• _Stored data_
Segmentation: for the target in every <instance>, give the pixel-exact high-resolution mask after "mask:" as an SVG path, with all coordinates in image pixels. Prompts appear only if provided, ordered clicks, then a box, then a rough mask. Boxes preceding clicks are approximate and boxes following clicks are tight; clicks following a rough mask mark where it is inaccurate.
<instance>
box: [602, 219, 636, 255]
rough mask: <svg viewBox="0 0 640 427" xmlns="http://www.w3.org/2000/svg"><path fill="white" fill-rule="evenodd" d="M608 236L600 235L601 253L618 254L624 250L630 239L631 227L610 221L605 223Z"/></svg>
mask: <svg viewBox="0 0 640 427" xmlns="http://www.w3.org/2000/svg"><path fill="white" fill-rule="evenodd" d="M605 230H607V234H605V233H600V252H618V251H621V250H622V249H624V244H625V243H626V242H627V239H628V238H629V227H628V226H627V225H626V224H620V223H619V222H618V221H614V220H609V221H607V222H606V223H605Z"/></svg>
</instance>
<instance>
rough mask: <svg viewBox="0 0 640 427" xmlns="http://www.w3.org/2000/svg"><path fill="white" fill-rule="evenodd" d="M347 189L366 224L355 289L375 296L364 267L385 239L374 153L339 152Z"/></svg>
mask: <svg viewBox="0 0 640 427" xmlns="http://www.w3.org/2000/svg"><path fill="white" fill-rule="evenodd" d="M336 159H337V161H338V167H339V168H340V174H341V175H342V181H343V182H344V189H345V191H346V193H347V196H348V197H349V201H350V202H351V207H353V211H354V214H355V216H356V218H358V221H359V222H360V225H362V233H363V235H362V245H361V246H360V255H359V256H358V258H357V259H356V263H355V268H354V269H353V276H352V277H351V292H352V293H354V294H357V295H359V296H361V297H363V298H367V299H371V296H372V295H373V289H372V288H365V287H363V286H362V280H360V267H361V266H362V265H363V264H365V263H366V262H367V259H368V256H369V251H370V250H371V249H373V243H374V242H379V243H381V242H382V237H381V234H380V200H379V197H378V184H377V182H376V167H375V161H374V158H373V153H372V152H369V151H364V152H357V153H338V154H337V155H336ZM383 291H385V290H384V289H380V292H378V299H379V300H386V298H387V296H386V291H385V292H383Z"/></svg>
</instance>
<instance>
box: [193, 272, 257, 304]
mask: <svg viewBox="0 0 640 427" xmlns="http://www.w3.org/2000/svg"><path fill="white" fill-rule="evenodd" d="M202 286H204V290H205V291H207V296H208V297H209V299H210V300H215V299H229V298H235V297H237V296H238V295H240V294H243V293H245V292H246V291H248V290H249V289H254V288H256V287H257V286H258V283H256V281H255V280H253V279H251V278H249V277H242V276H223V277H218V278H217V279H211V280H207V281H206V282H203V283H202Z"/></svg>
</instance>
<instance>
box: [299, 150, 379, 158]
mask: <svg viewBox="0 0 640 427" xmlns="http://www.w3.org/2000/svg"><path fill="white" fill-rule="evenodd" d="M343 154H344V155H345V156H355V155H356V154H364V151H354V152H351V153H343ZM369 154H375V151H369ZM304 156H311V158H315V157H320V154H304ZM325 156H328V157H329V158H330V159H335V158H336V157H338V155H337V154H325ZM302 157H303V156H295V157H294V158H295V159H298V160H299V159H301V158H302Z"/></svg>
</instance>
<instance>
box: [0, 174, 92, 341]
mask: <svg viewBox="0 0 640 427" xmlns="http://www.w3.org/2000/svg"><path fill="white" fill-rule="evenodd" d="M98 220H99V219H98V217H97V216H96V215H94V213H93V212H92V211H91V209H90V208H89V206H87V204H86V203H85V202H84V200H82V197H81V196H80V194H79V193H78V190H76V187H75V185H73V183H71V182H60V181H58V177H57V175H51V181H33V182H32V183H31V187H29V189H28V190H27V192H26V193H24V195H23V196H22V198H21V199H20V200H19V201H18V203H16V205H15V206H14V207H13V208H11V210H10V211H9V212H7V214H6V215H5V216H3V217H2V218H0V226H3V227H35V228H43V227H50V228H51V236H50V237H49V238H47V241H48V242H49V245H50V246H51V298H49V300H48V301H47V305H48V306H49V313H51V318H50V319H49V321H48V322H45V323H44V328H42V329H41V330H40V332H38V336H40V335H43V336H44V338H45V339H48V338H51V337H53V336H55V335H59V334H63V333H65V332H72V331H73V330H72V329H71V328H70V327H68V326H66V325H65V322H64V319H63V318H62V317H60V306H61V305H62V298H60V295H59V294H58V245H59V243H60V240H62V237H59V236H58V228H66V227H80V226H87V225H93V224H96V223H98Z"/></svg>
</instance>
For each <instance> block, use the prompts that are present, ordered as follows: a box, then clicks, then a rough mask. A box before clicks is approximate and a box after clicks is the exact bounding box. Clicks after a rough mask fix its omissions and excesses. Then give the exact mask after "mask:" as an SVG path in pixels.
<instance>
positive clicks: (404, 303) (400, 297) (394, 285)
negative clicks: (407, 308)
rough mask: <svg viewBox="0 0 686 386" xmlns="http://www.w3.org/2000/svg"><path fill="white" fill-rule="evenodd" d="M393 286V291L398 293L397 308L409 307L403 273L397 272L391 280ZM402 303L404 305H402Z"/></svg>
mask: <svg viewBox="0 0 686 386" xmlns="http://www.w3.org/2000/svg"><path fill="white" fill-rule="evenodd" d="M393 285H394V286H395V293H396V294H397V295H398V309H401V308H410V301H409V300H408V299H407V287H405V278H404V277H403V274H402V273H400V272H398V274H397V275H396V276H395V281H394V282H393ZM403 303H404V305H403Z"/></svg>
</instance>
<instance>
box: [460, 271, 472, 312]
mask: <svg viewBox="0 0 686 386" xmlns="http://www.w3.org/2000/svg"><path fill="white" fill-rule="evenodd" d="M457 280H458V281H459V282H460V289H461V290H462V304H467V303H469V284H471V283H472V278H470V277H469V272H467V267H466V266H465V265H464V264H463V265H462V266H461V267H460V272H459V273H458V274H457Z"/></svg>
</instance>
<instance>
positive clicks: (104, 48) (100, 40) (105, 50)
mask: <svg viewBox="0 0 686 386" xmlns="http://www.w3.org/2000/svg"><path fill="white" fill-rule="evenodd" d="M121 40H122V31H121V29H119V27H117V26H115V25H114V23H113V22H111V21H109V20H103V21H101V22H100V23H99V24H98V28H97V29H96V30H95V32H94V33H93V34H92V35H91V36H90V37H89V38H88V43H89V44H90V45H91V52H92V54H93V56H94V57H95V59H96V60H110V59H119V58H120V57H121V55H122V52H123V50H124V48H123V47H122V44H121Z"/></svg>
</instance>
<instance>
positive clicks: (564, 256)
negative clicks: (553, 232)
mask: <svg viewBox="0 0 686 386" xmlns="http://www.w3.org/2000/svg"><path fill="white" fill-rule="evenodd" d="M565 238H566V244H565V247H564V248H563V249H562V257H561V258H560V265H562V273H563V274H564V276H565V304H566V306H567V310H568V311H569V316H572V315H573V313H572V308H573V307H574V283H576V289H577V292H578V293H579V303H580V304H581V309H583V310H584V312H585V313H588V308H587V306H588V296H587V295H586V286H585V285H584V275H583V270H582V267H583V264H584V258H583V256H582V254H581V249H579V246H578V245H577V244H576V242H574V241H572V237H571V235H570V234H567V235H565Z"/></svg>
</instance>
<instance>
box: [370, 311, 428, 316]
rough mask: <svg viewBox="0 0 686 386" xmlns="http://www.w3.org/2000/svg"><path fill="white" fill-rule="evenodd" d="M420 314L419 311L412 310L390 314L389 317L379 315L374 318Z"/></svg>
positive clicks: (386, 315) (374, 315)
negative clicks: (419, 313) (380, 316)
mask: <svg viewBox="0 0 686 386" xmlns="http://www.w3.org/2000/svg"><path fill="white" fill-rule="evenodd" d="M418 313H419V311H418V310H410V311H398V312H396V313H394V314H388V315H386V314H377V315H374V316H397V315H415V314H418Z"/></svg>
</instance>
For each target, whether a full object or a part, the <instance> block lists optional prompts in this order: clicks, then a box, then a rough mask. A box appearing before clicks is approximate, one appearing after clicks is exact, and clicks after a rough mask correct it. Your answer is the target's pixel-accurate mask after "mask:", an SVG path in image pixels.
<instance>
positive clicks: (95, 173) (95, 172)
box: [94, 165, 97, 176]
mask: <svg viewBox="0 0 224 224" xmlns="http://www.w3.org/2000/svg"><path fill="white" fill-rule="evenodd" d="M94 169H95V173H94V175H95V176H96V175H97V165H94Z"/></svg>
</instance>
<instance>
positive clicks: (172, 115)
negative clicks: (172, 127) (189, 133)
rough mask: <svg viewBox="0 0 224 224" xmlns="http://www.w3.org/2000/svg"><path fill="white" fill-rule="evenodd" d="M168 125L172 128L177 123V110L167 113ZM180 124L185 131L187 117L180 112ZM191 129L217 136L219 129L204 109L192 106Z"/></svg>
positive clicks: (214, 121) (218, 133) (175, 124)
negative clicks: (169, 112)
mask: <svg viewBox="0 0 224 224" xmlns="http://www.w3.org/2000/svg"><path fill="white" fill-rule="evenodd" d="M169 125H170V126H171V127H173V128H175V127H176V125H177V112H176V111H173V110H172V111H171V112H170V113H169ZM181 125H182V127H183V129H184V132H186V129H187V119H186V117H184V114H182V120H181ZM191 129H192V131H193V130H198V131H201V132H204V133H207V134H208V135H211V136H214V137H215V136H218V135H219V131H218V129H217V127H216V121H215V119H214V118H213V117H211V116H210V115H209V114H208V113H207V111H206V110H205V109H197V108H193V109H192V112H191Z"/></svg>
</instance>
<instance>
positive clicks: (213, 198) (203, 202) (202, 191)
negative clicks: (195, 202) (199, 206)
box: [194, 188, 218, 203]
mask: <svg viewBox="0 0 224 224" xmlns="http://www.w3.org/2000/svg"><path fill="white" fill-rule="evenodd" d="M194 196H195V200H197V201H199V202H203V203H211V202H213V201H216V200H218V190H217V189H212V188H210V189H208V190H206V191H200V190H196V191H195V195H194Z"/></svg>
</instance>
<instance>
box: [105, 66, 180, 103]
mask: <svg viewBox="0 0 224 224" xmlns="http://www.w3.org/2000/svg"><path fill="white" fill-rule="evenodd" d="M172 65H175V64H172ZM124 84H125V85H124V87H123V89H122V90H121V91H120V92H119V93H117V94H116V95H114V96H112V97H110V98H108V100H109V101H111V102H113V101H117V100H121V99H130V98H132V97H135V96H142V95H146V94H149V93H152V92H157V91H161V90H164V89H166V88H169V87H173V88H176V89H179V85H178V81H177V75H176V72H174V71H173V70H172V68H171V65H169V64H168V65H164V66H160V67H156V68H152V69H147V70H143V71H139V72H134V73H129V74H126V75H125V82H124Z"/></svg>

• _Work to be completed_
Count the lines in the records above that contain the word "image", and give only the number.

• _Solution for this task_
2